_ARTICLE_:

────────────────

Hillary Clinton aura finalement plusieurs adversaires lors des primaires démocrates. L’un d’eux se nomme Bernie Sanders. Il est sénateur du Vermont et se dit socialiste. Il entend mettre la lutte contre les inégalités économiques au cœur du débat. Portrait d’un candidat surprenant.
SA CARRIÈRE POLITIQUE EN UN COUP D’ŒIL
Maire de Burlington, Vermont (1981-1989)
Député du Vermont à la Chambre des Représentants (1991-2007)
Sénateur du Vermont (depuis 2007)
SON PARCOURS
Bernard Sanders, dit Bernie, est né le 8 septembre 1941 à New York. Son père était un juif polonais qui avait fui son pays pour les Etats-Unis à l’âge de 17 ans. Bernie passera son enfance à Brooklyn dans un petit appartement. Il n’était pas rare que ses parents manquent d’argent. Bernie a d’ailleurs coutume de dire qu’il n’a jamais oublié d’où il vient et ce que le manque d’argent peut signifier pour une famille.
Le jeune Bernie étudie les sciences politiques à l’Université de Chicago dans les années 60. La lutte pour les droits civiques bat alors son plein. Bernie s’y implique. Il mènera un sit-in étudiant de plusieurs semaines au sein de son université afin de protester contre la ségrégation pratiquée pour la location des logements étudiants. En 1963, il se rend à Washington DC pour participer à la fameuse March on Washington for Jobs and Freedom orchestrée par Martin Luther King et assiste au fameux discours I Have A Dream.
Après avoir obtenu son diplôme, Bernie part s’installer dans le Vermont qu’il ne quittera plus. Il y travaille d’abord comme charpentier et réalisateur de films documentaires. En 1981, il se lance en politique au niveau local. Il devient maire de Burlington, la plus grande ville de l’état. A l’époque, il crée la surprise et un journal local se demande comment un maire aussi radical a pu parvenir au pouvoir.
Il sera réélu à plusieurs reprises. En 1990, il quitte sa mairie et est élu à la Chambre des Représentants. Il se présente sous l’étiquette de candidat indépendant (n’appartenant ni au Parti Démocrate ni au Parti Républicain) et est le premier candidat indépendant à être élu au Congrès depuis quarante ans. Il sera l’unique représentant du Vermont à la Chambre des Représentants durant seize ans (le Vermont est un petit état et ne compte donc qu’un seul et unique député à la Chambre). Bernie se verra attribuer le surnom de the amendment king car il est le membre du Congrès qui propose le plus grand nombre d’amendements. En 2007, il quitte la Chambre des Représentants pour le Sénat. Il occupe toujours ce poste à l’heure actuelle.
Bernie se revendique socialiste, ce qui est très rare pour un homme politique aux Etats-Unis où ce terme est connoté négativement et souvent associé au communisme. Il est un fervent admirateur d’Eugene Debs, dont il a le portrait dans son bureau. Eugene Debs (1855-1926) était un leader syndical et fut cinq fois candidat à la présidence des Etats-Unis pour le Socialist Party of America (oui, ça existe!). Le mot d’ordre de Bernie est de lutter contre les inégalités croissantes de la société américaine et l’accaparement des ressources par une petite classe de milliardaires.

────────────────

_ENTRÉES BRUTES_:
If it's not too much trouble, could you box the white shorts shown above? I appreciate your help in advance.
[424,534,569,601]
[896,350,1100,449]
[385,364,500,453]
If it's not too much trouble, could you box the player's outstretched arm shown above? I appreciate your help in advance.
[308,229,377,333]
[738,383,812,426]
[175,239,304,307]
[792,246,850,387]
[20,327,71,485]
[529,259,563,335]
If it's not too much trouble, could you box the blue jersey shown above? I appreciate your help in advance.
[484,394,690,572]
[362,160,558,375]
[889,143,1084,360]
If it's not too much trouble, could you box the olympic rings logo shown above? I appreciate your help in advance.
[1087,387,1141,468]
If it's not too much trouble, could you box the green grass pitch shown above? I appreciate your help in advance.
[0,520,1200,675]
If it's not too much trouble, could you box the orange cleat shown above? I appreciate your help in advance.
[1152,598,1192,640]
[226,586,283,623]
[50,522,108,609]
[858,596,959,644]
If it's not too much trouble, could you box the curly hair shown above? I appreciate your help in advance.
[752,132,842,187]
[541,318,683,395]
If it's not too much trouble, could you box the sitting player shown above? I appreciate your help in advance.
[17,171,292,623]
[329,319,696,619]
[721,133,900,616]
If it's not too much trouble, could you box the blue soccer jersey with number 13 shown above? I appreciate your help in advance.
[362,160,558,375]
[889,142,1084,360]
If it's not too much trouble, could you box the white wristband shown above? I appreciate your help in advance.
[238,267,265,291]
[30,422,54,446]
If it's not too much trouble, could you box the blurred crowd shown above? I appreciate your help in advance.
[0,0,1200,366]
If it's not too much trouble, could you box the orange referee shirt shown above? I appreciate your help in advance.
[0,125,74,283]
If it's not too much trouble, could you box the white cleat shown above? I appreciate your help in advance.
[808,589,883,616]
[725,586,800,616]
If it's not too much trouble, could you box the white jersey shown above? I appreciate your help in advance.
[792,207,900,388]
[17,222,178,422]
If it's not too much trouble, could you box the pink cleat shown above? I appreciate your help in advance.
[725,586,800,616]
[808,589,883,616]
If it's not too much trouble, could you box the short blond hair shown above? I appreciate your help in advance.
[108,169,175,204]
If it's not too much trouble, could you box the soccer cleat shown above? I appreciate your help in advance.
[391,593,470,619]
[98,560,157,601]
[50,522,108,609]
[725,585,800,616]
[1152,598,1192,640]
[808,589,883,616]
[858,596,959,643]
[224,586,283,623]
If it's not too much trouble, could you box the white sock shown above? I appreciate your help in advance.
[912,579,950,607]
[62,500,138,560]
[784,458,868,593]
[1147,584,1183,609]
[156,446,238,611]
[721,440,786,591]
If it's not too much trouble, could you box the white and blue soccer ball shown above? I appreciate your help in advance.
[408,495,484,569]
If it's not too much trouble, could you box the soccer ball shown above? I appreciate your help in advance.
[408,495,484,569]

────────────────

_VOS TÂCHES_:
- a) Répondez aux questions suivantes à l'aide de l'article sur Bernie Sanders :
(i) Dans quel quartier de New York Bernie Sanders a-t-il passé son enfance ?
(ii) Quel surnom lui a été attribué lorsqu'il siégeait à la Chambre des Représentants ?
(iii) De quel leader syndical a-t-il le portrait dans son bureau ?
- b) Citez l'article sur Bernie Sanders depuis les mots « Le jeune Bernie » jusqu'aux mots « Have A Dream. » inclus.

_LISTE DES SOLUTIONS_:
- a)
(i) À Brooklyn.
(ii) The amendment king.
(iii) D'Eugene Debs.

- b)
Le jeune Bernie étudie les sciences politiques à l’Université de Chicago dans les années 60. La lutte pour les droits civiques bat alors son plein. Bernie s’y implique. Il mènera un sit-in étudiant de plusieurs semaines au sein de son université afin de protester contre la ségrégation pratiquée pour la location des logements étudiants. En 1963, il se rend à Washington DC pour participer à la fameuse March on Washington for Jobs and Freedom orchestrée par Martin Luther King et assiste au fameux discours I Have A Dream.